REQUIREMENTS:
Return every one of the records below line for line without changes, leaving the pictures out of your answer.

(Records for labeling with bounding boxes)
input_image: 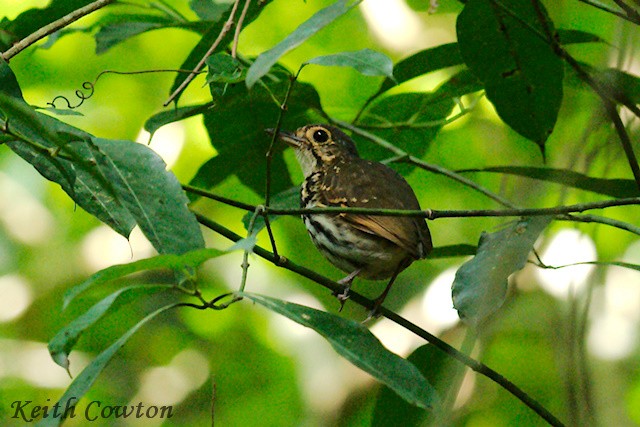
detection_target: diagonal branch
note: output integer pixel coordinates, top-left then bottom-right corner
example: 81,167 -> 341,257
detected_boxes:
195,213 -> 564,427
0,0 -> 115,62
163,0 -> 240,107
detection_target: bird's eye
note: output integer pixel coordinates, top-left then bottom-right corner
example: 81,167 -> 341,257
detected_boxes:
313,129 -> 329,142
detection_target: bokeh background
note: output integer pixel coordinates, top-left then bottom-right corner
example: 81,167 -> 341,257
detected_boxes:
0,0 -> 640,426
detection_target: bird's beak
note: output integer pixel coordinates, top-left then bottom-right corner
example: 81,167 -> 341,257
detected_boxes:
264,129 -> 304,148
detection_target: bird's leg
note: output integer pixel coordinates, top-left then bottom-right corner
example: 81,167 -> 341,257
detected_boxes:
333,268 -> 360,311
362,263 -> 406,323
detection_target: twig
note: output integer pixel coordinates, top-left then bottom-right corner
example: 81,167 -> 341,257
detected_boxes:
183,185 -> 640,225
331,119 -> 516,208
578,0 -> 638,24
195,213 -> 564,427
231,0 -> 251,58
0,0 -> 115,62
163,0 -> 240,107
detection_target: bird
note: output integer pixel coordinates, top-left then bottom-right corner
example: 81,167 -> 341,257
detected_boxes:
271,124 -> 433,318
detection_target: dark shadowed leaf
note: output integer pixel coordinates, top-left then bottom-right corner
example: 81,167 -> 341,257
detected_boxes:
242,294 -> 439,409
191,72 -> 321,195
93,138 -> 204,254
456,0 -> 563,153
246,0 -> 362,88
169,0 -> 271,103
451,216 -> 553,326
48,285 -> 169,372
63,248 -> 226,309
458,166 -> 638,198
371,344 -> 457,427
302,49 -> 395,81
353,92 -> 455,174
38,304 -> 178,427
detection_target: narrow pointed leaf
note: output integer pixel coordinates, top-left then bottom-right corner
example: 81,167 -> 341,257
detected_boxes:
48,285 -> 169,371
242,294 -> 439,409
38,304 -> 179,427
302,49 -> 395,81
371,344 -> 457,427
246,0 -> 362,88
451,216 -> 553,326
63,248 -> 226,308
456,0 -> 563,148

WRITTEN ANSWER:
input_image: 
detection_target: diagonal branch
note: output integer pixel coordinates, top-left then bottom-right corner
example: 81,167 -> 341,257
detected_boxes:
195,213 -> 564,427
0,0 -> 115,62
163,0 -> 240,107
detection_target: bird's eye
note: output integer pixel coordinates, top-left then bottom-right corner
example: 81,167 -> 341,257
detected_boxes:
313,129 -> 329,142
detection_target: bokeh background
note: output integer pixel coordinates, top-left then bottom-right corner
example: 81,167 -> 341,257
detected_boxes:
0,0 -> 640,426
detection_target: bird's beak
note: output integer pixel coordinates, top-left then bottom-right corner
example: 81,167 -> 341,257
detected_boxes:
264,129 -> 304,148
detection_target: bird's leg
note: output integer pixel coordinates, top-left then bottom-right corner
example: 81,167 -> 341,257
detected_boxes:
333,268 -> 360,311
362,263 -> 406,323
detection_target: twig
note: output integer pixel coordinates, top-left then bottom-right corner
example: 81,167 -> 341,257
detected_boxes:
183,185 -> 640,225
331,119 -> 516,208
578,0 -> 638,24
195,213 -> 564,427
231,0 -> 251,58
0,0 -> 115,62
163,0 -> 240,107
detection_target: bird
note: output integer pixel coordinates, top-left then bottom-right corner
example: 81,167 -> 341,257
detected_boxes:
271,124 -> 433,318
detection_target: dark shadowed leaf
note: output integer pixel coordinates, top-left then bottom-right corner
example: 81,167 -> 341,257
detected_boxes:
242,294 -> 439,409
191,72 -> 321,195
93,138 -> 204,254
456,0 -> 563,153
246,0 -> 362,88
169,0 -> 271,103
451,216 -> 553,326
48,285 -> 169,372
63,248 -> 226,309
458,166 -> 638,198
371,344 -> 457,427
302,49 -> 395,81
353,92 -> 455,174
38,304 -> 178,427
detection_target: narrow pointed leaf
note: output integer pixel coordinates, top-left then bottom-right corner
example: 81,167 -> 341,257
detected_boxes:
48,285 -> 169,371
242,294 -> 439,409
38,304 -> 179,427
302,49 -> 395,81
371,344 -> 457,427
246,0 -> 362,88
451,216 -> 553,326
63,248 -> 226,308
456,0 -> 563,148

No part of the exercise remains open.